#### What to produce
Below are records; repeat them all exactly.

[Region pointing data]
%%

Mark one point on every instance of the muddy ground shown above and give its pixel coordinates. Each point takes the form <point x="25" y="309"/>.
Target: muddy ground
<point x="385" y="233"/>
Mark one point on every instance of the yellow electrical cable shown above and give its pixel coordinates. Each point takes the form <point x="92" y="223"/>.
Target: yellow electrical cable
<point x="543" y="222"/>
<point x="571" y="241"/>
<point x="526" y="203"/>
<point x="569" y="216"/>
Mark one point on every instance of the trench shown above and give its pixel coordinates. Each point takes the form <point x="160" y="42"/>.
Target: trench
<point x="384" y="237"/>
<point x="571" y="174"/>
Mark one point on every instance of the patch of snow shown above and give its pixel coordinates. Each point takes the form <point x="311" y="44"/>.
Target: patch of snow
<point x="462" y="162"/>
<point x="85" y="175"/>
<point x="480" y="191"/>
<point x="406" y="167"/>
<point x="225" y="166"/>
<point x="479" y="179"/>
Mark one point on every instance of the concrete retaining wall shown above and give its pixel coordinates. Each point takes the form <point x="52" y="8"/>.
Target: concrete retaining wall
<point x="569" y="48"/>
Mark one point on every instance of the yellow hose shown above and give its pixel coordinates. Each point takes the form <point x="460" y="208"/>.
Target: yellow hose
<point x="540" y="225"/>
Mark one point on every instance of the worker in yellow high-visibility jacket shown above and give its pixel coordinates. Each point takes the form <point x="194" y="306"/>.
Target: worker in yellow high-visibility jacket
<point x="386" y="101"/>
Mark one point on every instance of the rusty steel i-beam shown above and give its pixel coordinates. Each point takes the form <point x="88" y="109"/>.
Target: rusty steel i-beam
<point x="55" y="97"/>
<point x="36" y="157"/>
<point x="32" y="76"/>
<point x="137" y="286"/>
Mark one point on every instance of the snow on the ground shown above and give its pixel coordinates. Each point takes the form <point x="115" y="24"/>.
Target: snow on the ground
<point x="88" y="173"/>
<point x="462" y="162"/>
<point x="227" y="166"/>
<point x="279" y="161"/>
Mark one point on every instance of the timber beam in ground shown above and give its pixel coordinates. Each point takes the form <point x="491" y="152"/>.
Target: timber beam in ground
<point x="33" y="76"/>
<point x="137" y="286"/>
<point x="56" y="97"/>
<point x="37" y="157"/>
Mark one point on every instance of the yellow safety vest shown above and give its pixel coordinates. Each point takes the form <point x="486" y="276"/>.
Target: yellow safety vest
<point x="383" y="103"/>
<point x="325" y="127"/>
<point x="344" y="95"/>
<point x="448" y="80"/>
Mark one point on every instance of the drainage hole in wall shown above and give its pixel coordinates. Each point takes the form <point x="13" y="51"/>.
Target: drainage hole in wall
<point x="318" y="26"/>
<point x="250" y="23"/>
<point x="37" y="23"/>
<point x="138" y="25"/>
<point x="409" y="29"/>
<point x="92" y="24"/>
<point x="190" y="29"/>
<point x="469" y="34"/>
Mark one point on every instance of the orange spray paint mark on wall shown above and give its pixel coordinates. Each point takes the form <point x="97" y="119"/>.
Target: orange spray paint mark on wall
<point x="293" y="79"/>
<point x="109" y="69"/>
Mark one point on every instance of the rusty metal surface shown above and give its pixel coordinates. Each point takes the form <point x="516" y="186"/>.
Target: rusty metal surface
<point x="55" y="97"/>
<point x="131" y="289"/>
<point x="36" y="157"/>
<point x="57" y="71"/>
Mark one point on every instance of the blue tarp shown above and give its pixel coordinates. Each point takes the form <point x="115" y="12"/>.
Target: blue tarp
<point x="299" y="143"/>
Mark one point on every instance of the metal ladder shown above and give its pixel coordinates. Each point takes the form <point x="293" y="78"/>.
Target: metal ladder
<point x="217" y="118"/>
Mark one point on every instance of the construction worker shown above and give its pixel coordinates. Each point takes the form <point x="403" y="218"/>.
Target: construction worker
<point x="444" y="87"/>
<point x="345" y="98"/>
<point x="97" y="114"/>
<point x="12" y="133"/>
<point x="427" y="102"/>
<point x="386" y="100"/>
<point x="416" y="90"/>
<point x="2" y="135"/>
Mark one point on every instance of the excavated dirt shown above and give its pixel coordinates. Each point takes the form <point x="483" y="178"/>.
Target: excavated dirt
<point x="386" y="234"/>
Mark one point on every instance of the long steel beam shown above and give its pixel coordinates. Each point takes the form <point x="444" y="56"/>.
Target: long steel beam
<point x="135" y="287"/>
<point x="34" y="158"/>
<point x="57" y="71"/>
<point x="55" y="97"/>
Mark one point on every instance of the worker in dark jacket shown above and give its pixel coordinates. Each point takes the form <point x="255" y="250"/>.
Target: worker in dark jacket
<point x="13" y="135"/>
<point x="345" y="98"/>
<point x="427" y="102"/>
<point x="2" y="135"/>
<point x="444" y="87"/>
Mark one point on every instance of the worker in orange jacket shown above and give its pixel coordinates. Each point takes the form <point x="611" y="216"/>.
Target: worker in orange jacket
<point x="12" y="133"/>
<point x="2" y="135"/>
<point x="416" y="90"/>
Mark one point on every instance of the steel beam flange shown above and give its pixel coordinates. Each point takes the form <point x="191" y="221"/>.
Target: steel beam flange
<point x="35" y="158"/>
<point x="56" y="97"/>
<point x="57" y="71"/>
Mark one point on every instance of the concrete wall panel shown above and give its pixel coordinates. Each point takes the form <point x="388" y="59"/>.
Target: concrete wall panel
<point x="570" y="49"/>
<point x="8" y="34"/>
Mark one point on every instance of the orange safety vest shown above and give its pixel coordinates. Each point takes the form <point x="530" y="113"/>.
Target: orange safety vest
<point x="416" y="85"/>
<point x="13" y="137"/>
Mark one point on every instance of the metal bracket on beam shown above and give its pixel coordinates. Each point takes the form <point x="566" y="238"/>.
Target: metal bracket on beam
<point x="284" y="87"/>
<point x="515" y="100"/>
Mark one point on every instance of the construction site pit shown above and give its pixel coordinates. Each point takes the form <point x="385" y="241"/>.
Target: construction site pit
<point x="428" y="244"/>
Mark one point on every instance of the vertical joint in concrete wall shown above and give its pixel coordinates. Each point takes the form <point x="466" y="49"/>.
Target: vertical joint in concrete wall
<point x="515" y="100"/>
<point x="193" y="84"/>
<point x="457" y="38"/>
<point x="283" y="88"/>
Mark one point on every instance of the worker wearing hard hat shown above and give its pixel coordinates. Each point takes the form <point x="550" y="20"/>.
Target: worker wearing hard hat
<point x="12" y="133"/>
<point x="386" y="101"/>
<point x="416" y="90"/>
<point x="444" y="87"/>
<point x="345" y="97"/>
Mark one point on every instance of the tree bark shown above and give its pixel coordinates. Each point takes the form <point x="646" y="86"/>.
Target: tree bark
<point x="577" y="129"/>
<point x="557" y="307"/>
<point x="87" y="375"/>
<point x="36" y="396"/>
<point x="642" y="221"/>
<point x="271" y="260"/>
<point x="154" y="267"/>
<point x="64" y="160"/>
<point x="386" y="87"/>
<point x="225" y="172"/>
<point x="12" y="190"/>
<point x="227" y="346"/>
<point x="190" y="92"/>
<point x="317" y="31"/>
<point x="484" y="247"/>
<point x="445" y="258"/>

%%

#### Reply
Mark one point on every instance of the muddy ground shown above and give its pixel coordinates. Each point takes the form <point x="25" y="309"/>.
Target: muddy ground
<point x="385" y="233"/>
Mark one point on every instance of the yellow electrical cable shown above and give its pixel coordinates. Each point takes the form <point x="92" y="223"/>.
Target: yellow electrical cable
<point x="543" y="222"/>
<point x="571" y="241"/>
<point x="526" y="203"/>
<point x="569" y="216"/>
Mark one point on every instance of the trench shown above and give its pixel coordinates. Each point takes the form <point x="160" y="42"/>.
Target: trench
<point x="384" y="237"/>
<point x="571" y="174"/>
Mark one point on every instance of the patch of snow shown above and give its pixel coordinates. Each point takes the form <point x="311" y="44"/>.
Target: patch of snow
<point x="462" y="162"/>
<point x="85" y="175"/>
<point x="480" y="191"/>
<point x="406" y="167"/>
<point x="225" y="166"/>
<point x="479" y="179"/>
Mark one point on every instance of the concrete retaining wall shown above and give its pixel coordinates. Each point takes the form <point x="52" y="8"/>.
Target: concrete retaining wall
<point x="569" y="48"/>
Mark one point on every instance of the yellow hose shown above and give its pixel coordinates. Each point takes the form <point x="460" y="208"/>.
Target: yellow hose
<point x="540" y="225"/>
Mark one point on every instance of the worker in yellow high-visibility jacket shown above and give its pixel coordinates. Each point takes the form <point x="194" y="306"/>.
Target: worker in yellow high-visibility jacket
<point x="386" y="101"/>
Mark one point on every instance of the rusty steel i-beam shown above and give its pixel coordinates. Each point takes the form <point x="88" y="109"/>.
Target: rusty steel i-beam
<point x="55" y="97"/>
<point x="36" y="157"/>
<point x="32" y="76"/>
<point x="137" y="286"/>
Mark one point on every instance of the snow on the ground shown above and give its pixel coordinates. Each point takes the form <point x="115" y="24"/>.
Target: snow on the ground
<point x="88" y="173"/>
<point x="462" y="162"/>
<point x="227" y="166"/>
<point x="279" y="161"/>
Mark one point on every instance of the timber beam in ground shown above and give its pixel coordinates. Each point takes the form <point x="491" y="152"/>.
Target: timber beam in ground
<point x="33" y="76"/>
<point x="137" y="286"/>
<point x="56" y="97"/>
<point x="37" y="157"/>
Mark one point on every instance of the yellow safety vest shown above and give its pixel coordinates. Each point takes the form <point x="486" y="276"/>.
Target: yellow safety vest
<point x="383" y="103"/>
<point x="325" y="127"/>
<point x="344" y="95"/>
<point x="448" y="80"/>
Mark one point on every instance of the drainage hole in wall shown above and give its pixel coordinates. Each point takes the form <point x="13" y="51"/>.
Target: drainage hole in wall
<point x="318" y="26"/>
<point x="250" y="23"/>
<point x="37" y="23"/>
<point x="138" y="25"/>
<point x="409" y="29"/>
<point x="92" y="24"/>
<point x="190" y="29"/>
<point x="469" y="34"/>
Mark one point on every instance of the orange spray paint mark on wall shown above and give its pixel coordinates. Each point takes the form <point x="97" y="119"/>.
Target: orange spray paint mark on wall
<point x="293" y="79"/>
<point x="109" y="69"/>
Mark one point on every instance of the rusty metal surface shown above and give its pixel coordinates. Each point takes the form <point x="516" y="186"/>.
Target: rusty metal surface
<point x="55" y="97"/>
<point x="131" y="289"/>
<point x="36" y="157"/>
<point x="57" y="71"/>
Mark one point on every instance of the blue tarp shown above and give its pixel coordinates. Each point takes the form <point x="115" y="12"/>.
Target: blue tarp
<point x="299" y="143"/>
Mark one point on every instance of the metal ladder shown above and give its pixel coordinates. Each point takes the form <point x="293" y="78"/>.
Target: metal ladder
<point x="217" y="118"/>
Mark one point on every instance of the construction worker shown above and give its pixel coordinates. Each point takes the form <point x="403" y="218"/>.
Target: construction worker
<point x="444" y="87"/>
<point x="345" y="98"/>
<point x="97" y="114"/>
<point x="12" y="133"/>
<point x="427" y="102"/>
<point x="386" y="100"/>
<point x="416" y="90"/>
<point x="2" y="135"/>
Mark one point on every instance of the excavated dirt shown above and give its pixel coordinates. Each point takes the form <point x="483" y="178"/>.
Target: excavated dirt
<point x="386" y="234"/>
Mark one point on every instance of the long steel beam shown above and give its pixel coordinates. Each point takes the form <point x="444" y="56"/>.
Target: long steel beam
<point x="135" y="287"/>
<point x="34" y="158"/>
<point x="57" y="71"/>
<point x="55" y="97"/>
Mark one point on every instance of the worker in dark jacket shown above and give its pixel coordinates. Each point takes the form <point x="255" y="250"/>.
Target: worker in dark jacket
<point x="13" y="135"/>
<point x="345" y="98"/>
<point x="427" y="102"/>
<point x="2" y="135"/>
<point x="444" y="87"/>
Mark one point on every instance of the worker in orange jacket shown above and give its pixel coordinates. Each point takes the form <point x="611" y="216"/>.
Target: worker in orange jacket
<point x="12" y="133"/>
<point x="2" y="135"/>
<point x="416" y="90"/>
Mark one point on every instance of the steel beam flange shown above and give its pixel coordinates. Each point takes the form <point x="191" y="221"/>.
Target: steel beam flange
<point x="35" y="158"/>
<point x="56" y="97"/>
<point x="57" y="71"/>
Mark one point on every instance of the concrete wall panel shown above and give its pixel coordinates. Each point takes the form <point x="388" y="59"/>.
Target: concrete wall panel
<point x="570" y="49"/>
<point x="8" y="34"/>
Mark one point on every instance of the orange safety vest shown above and give its pixel coordinates. Each point takes the form <point x="530" y="113"/>.
Target: orange safety vest
<point x="416" y="85"/>
<point x="13" y="137"/>
Mark one point on every instance of the metal bracket on beam shown above and give its pixel coordinates. Each point takes the form <point x="566" y="238"/>.
Target: metal bracket on beam
<point x="284" y="87"/>
<point x="515" y="100"/>
Mark one point on every instance of the construction site pit shown above and give its pixel coordinates. Each point takes the form <point x="385" y="241"/>.
Target: construction site pit
<point x="428" y="244"/>
Mark one point on every instance of the vertical joint in concrete wall shown above and give its pixel coordinates. Each point takes the form <point x="466" y="49"/>.
Target: vertical joint in concrete wall
<point x="515" y="100"/>
<point x="193" y="84"/>
<point x="457" y="38"/>
<point x="283" y="88"/>
Mark one point on every instance of the worker wearing hard hat shown above and give its pixel coordinates. Each point takes the form <point x="550" y="20"/>.
Target: worker wearing hard hat
<point x="12" y="133"/>
<point x="386" y="101"/>
<point x="416" y="90"/>
<point x="444" y="87"/>
<point x="345" y="97"/>
Mark one point on every instance of the tree bark shown above and give its pixel coordinates. Each point takes the form <point x="646" y="86"/>.
Target: tree bark
<point x="577" y="129"/>
<point x="557" y="307"/>
<point x="87" y="375"/>
<point x="36" y="396"/>
<point x="642" y="221"/>
<point x="271" y="260"/>
<point x="154" y="267"/>
<point x="64" y="160"/>
<point x="386" y="87"/>
<point x="225" y="172"/>
<point x="12" y="190"/>
<point x="227" y="346"/>
<point x="190" y="92"/>
<point x="317" y="31"/>
<point x="484" y="247"/>
<point x="445" y="258"/>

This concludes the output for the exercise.